> _Selection_
..............................

# Big Green Egg



## richgreer (Dec 25, 2009)

Has anyone built their own support stand for the Big Green Egg (BGE)?

If so, do you support the BGE with a ring that is slightly smaller than the diameter of the BGE near the top or do you support it with a shelf at the bottom and a larger ring?

What wood did you use? Any problem with the wood getting too hot?

Do you have any general advice to offer?


----------



## CharlieM1958 (Nov 7, 2006)

I'm eager to hear the response, Rich. I've been thinking of building my own cart for a Weber kettle grill, but I can't decide how to support it so that the hot metal won't be directly touching the wood. Then again, I'm not sure if that is even an issue.


----------



## croessler (Jun 22, 2007)

Rich, 
I don't think wood is an issue. I just found a page on their site with free plans for tables that will hold the eggs. So, it should be straight forward.


----------



## richgreer (Dec 25, 2009)

Never thought to look on their website. Yes, the plans look very simple.

All of my other outdoor furniture is made of ipé. I think I will get some more ipé and go to work. With ipé, I'll probably have a table the weighs as much as the BGE.


----------



## Bertha (Jan 10, 2011)

I thought I saw one here, because I think I recall replying about the big green egg (which I'm a freak over) and not really mentioning his project. I could, of course, have dreamt all of this.


----------



## crank49 (Apr 7, 2010)

A friend of mine has a BGE on a cart that a local furniture has made locally. It's made of Cypress and the egg sits on a lower shelf on a 2" tall fixture that looks a little like those concrete bases you put under a deck. I assume the grooves in that fixture serve to let air flow through. The top shelf of the cart has about a 1/4" gap from the egg. The whole thing is on 4" casters.


----------



## Wiggy (Jun 15, 2011)

You DO realize that this reads like something I would post, right?!
I have never heard of a 'BGE' and, honestly, thought this was some sort of joke… hell, had me laughing!
Checked out the plans and realized what was going on.
Even if it was unintentional, you got me.
Thanks, guys…
This is just another example of why I joined this group.


----------



## mattshack (Dec 3, 2009)

Rich, 
I dont have a BGE but I do have a Primo (a ceramic cooker similar to a BGE). I built a table for it out of cedar. I have not had any issues with heat but the grill does sit on ceramic feet which I placed on a large ceramic tile. Also if you want some design ideas you can check out this forum, http://primogrillforum.com and look under the "Show Off Your Tables, Stands and Outdoor Kitchens" section. I hope this helps.


----------



## DaveP (May 6, 2008)

Sounds like more than a couple Jocks have built their own BGE table. If I ever get the wherewithall, I'd certainly love to have an "egg" to call my own.

http://lumberjocks.com/search_results?cx=016283335483199634424%3A4na88symhay&cof=FORID%3A9&safe=high&q=big+green+egg#1226


----------



## jerkylips (May 13, 2011)

..............................

Excerpts from point annotation data
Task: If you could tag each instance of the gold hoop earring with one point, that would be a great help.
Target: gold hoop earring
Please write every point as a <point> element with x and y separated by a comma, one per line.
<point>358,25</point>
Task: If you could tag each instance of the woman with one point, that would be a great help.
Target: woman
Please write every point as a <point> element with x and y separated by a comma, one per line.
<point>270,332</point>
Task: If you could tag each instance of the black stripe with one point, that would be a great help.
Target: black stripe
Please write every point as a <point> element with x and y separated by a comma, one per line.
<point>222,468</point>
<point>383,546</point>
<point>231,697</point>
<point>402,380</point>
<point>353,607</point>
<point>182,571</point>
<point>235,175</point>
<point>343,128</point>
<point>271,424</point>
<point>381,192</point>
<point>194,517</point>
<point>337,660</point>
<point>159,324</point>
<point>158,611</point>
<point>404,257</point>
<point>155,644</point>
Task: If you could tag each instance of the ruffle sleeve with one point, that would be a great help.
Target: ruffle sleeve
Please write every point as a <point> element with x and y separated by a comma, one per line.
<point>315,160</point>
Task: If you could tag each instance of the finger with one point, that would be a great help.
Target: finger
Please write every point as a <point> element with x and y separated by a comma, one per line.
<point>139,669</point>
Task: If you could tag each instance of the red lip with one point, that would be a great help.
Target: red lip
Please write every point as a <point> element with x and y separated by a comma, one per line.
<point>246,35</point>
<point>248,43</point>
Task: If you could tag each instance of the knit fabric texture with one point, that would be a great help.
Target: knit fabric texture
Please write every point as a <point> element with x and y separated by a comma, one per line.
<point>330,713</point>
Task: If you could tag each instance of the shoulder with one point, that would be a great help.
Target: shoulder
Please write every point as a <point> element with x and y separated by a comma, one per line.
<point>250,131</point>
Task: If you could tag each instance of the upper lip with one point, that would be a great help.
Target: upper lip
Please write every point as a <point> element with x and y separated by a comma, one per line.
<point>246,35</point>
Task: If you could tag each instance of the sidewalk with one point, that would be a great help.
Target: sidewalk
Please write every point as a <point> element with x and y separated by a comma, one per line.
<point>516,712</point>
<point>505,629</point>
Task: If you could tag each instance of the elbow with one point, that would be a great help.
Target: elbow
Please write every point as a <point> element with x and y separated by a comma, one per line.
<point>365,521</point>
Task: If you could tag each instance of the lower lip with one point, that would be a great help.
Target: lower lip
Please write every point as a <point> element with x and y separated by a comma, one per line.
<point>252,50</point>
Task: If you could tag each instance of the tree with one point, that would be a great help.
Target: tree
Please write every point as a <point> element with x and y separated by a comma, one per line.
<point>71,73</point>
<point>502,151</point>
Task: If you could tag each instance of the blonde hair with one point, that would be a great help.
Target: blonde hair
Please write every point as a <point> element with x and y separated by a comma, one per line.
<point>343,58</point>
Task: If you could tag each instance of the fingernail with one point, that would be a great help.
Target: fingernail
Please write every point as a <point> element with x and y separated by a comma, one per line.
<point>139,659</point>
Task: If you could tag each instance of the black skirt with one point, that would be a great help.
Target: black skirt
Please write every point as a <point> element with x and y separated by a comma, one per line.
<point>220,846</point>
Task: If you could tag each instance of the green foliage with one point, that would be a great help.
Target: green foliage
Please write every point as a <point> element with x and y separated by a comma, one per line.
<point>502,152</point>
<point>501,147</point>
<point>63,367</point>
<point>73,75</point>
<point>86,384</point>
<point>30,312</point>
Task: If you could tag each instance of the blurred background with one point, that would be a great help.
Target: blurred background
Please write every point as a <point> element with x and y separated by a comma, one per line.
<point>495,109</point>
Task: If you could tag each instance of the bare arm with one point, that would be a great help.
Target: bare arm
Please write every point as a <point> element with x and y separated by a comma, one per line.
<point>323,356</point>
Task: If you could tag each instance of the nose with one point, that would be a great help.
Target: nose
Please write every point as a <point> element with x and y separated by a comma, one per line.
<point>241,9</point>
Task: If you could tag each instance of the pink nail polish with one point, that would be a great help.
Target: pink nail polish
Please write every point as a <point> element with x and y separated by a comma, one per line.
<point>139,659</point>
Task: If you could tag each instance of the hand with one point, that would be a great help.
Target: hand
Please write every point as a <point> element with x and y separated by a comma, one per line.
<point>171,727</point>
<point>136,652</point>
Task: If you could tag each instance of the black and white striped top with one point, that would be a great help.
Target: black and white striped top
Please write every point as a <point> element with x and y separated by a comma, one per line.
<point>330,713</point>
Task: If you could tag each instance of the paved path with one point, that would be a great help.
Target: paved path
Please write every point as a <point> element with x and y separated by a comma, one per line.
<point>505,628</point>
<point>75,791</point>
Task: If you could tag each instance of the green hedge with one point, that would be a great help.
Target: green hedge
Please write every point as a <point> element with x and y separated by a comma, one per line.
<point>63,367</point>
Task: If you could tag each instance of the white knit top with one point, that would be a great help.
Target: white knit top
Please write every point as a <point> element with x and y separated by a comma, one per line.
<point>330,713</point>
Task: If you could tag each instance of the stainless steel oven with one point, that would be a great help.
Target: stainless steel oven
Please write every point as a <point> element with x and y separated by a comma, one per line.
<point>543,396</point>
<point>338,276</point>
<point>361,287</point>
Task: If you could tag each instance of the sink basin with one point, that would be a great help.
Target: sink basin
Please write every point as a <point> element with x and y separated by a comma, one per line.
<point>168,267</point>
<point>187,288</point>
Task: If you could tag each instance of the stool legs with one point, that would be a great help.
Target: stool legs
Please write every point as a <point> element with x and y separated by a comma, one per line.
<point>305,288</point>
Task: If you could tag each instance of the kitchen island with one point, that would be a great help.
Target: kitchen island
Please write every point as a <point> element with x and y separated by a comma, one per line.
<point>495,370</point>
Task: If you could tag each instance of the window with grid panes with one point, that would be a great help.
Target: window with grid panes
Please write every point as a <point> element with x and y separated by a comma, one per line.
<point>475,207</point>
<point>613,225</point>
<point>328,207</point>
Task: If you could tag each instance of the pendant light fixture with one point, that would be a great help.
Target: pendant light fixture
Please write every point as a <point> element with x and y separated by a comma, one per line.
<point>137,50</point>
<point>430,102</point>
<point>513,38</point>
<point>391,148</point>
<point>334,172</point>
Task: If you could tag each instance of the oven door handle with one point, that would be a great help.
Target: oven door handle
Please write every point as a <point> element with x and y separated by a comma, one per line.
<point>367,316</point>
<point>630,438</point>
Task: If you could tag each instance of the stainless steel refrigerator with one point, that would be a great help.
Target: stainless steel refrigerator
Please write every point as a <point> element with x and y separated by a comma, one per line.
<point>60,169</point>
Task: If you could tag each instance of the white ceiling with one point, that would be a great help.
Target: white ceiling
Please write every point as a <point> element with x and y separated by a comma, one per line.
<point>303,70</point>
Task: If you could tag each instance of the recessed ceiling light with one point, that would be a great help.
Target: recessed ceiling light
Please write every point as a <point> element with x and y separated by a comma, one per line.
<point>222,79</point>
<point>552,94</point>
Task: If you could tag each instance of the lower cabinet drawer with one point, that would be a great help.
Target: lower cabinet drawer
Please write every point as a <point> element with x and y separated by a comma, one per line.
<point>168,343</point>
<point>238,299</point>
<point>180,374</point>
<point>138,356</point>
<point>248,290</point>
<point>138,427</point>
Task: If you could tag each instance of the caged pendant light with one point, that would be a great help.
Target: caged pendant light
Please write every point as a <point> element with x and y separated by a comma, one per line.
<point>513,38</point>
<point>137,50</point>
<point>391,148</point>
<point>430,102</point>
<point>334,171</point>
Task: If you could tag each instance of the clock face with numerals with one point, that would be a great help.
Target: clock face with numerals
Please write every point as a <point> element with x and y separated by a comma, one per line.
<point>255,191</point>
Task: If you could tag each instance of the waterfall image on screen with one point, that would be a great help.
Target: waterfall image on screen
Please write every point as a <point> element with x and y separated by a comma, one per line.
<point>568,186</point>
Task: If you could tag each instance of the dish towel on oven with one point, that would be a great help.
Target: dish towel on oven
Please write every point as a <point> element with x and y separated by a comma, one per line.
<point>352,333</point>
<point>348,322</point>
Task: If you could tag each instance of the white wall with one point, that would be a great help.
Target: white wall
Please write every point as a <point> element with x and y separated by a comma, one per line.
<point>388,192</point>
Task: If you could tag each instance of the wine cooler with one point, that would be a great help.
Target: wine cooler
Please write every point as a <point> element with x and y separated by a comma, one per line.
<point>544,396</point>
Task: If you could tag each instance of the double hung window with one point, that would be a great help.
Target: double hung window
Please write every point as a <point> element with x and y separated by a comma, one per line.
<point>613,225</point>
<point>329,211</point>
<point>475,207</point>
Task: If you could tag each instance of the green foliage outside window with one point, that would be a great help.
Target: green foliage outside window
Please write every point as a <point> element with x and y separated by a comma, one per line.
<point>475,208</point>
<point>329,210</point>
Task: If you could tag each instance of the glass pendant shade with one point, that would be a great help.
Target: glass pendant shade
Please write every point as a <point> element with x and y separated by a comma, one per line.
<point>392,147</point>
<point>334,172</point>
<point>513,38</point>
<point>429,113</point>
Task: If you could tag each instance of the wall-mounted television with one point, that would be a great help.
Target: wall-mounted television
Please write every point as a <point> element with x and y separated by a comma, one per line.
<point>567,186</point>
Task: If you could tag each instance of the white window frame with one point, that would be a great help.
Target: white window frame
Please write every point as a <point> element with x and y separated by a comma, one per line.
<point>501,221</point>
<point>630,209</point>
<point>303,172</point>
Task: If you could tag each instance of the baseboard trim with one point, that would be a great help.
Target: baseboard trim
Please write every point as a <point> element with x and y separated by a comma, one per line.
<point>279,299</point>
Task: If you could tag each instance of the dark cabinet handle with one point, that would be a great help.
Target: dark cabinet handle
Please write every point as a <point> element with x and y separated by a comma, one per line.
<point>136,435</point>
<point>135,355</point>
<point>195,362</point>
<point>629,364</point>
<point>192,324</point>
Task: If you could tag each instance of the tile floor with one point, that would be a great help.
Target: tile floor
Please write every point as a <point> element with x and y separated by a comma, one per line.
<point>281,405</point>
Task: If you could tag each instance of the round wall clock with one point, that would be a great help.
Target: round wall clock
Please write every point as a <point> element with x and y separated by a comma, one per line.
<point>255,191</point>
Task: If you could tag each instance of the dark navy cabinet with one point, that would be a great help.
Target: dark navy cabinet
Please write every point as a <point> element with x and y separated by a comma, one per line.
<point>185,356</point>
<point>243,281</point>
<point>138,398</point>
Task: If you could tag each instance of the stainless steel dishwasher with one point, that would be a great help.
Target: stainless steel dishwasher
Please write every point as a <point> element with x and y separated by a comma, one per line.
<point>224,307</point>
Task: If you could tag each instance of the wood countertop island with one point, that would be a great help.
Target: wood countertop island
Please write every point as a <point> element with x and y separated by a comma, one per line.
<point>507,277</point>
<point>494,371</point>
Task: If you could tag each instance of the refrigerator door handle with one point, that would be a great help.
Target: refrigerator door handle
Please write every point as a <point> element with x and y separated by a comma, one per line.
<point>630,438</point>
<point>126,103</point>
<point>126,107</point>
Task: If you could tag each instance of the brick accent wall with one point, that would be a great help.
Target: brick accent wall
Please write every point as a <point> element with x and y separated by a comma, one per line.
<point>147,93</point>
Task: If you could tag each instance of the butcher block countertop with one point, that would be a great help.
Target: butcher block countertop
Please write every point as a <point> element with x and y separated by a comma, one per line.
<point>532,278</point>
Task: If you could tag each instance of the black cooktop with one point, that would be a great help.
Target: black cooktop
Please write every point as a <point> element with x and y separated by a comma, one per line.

..............................

> _Exercises to complete_
1. In the forum thread on Big Green Egg stands, what wood did mattshack use to build the table for the Primo?
2. Return, unchanged, the stretch of the records from the line containing "Task: If you could tag each instance of the pink" through the line containing "<point>75,791</point>".

> _Written answers_
1. Cedar.

2.
Task: If you could tag each instance of the pink nail polish with one point, that would be a great help.
Target: pink nail polish
Please write every point as a <point> element with x and y separated by a comma, one per line.
<point>139,659</point>
Task: If you could tag each instance of the hand with one point, that would be a great help.
Target: hand
Please write every point as a <point> element with x and y separated by a comma, one per line.
<point>171,727</point>
<point>136,652</point>
Task: If you could tag each instance of the black and white striped top with one point, that would be a great help.
Target: black and white striped top
Please write every point as a <point> element with x and y separated by a comma, one per line.
<point>330,713</point>
Task: If you could tag each instance of the paved path with one point, that would be a great help.
Target: paved path
Please write every point as a <point> element with x and y separated by a comma, one per line.
<point>505,628</point>
<point>75,791</point>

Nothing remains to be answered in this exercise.